» **Problem to work on**: Report every line of the data below that contains the string "racing", copying each matching line in full. Case counts when matching.
-- Start Records for this task --
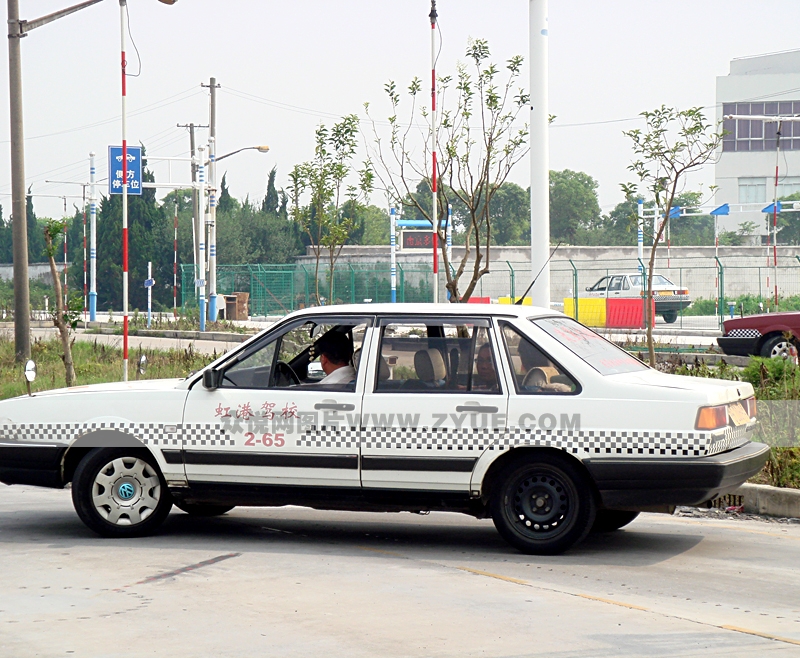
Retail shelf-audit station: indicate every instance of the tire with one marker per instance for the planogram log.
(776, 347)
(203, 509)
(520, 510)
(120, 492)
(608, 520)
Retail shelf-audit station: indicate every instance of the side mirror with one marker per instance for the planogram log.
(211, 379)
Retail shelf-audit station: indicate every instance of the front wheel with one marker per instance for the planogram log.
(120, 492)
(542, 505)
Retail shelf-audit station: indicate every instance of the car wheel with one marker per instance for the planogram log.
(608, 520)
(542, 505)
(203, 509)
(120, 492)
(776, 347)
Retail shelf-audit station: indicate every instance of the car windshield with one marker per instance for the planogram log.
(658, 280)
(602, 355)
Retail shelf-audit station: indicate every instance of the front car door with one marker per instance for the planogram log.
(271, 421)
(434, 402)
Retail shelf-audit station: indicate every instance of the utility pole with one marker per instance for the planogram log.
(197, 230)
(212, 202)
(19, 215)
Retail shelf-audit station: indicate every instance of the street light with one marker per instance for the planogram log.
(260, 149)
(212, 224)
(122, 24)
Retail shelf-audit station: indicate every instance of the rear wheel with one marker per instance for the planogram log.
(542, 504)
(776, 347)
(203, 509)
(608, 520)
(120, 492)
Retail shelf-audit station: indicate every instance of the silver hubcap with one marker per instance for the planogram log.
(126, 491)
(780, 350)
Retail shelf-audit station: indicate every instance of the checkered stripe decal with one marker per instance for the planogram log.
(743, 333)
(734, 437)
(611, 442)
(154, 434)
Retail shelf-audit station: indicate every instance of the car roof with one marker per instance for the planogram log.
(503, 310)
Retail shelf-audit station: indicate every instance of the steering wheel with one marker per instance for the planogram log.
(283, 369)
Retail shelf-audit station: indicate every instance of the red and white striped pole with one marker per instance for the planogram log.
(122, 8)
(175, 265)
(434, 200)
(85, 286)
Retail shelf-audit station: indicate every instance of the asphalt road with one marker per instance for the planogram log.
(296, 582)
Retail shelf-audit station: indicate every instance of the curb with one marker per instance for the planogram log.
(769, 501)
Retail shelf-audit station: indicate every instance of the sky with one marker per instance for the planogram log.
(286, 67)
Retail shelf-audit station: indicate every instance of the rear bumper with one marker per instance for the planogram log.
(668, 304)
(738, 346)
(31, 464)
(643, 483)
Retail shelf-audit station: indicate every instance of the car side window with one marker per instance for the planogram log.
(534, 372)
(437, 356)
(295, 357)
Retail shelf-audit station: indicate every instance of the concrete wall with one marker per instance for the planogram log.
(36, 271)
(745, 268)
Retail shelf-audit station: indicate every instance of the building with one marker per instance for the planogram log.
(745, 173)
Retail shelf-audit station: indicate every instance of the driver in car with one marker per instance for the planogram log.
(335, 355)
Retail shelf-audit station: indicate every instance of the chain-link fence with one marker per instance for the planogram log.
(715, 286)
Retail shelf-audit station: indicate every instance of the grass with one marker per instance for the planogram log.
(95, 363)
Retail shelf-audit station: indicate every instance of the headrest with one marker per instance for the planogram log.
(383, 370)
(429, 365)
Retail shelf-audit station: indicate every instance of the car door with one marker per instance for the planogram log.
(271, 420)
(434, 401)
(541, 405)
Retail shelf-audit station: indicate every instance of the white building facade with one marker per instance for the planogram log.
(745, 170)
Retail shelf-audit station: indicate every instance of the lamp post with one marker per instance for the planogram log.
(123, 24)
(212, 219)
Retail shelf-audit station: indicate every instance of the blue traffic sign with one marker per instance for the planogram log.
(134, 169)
-- End Records for this task --
-- Start Records for this task --
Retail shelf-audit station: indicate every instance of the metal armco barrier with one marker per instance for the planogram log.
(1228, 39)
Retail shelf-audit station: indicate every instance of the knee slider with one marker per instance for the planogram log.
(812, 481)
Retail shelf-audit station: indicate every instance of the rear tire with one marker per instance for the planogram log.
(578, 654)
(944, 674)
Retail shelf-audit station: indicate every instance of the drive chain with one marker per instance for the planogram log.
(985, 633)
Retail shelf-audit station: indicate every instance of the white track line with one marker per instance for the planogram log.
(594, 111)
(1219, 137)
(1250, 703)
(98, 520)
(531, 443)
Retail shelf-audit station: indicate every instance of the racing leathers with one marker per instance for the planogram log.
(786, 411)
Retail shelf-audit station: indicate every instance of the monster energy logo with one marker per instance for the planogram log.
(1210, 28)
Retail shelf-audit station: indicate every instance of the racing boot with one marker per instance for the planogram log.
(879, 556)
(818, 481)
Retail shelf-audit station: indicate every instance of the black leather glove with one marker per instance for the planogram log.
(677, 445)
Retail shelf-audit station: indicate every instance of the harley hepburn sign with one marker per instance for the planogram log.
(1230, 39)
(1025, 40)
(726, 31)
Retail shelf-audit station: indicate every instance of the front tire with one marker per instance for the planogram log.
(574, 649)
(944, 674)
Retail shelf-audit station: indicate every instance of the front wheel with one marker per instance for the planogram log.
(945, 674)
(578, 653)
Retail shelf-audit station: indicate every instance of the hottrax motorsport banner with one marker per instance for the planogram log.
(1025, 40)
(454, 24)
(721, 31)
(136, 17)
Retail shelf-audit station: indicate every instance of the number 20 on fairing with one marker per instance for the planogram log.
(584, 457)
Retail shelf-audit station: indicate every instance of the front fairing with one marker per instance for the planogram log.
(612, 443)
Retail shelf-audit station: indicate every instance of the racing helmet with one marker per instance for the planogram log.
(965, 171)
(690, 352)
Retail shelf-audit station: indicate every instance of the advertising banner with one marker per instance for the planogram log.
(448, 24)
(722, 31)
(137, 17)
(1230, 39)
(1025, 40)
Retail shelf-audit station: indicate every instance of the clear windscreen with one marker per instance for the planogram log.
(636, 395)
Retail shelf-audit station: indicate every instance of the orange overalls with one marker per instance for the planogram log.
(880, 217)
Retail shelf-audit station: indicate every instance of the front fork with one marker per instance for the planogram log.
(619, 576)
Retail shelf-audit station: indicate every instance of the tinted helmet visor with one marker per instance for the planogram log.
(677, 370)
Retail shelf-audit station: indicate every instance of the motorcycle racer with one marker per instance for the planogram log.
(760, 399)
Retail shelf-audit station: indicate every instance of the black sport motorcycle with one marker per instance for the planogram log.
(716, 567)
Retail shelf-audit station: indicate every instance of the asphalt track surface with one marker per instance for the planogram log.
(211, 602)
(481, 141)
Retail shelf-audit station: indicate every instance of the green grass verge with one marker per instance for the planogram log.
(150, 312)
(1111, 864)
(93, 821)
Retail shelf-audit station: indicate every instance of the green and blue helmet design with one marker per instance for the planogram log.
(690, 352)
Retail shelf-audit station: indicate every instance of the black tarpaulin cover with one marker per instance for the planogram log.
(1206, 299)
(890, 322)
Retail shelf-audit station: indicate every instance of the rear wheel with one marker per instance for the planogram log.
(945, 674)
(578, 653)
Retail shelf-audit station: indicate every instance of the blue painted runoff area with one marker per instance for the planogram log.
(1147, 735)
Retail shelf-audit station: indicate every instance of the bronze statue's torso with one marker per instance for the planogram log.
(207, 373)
-- End Records for this task --
» **Final result**:
Retail shelf-audit station: indicate every instance of the racing leathers with one marker per instance for the planogram log.
Retail shelf-audit station: indicate every instance of the racing boot with one marker per instance for the planogram log.
Retail shelf-audit station: indicate every instance of the racing helmet with one marker per instance for the planogram log.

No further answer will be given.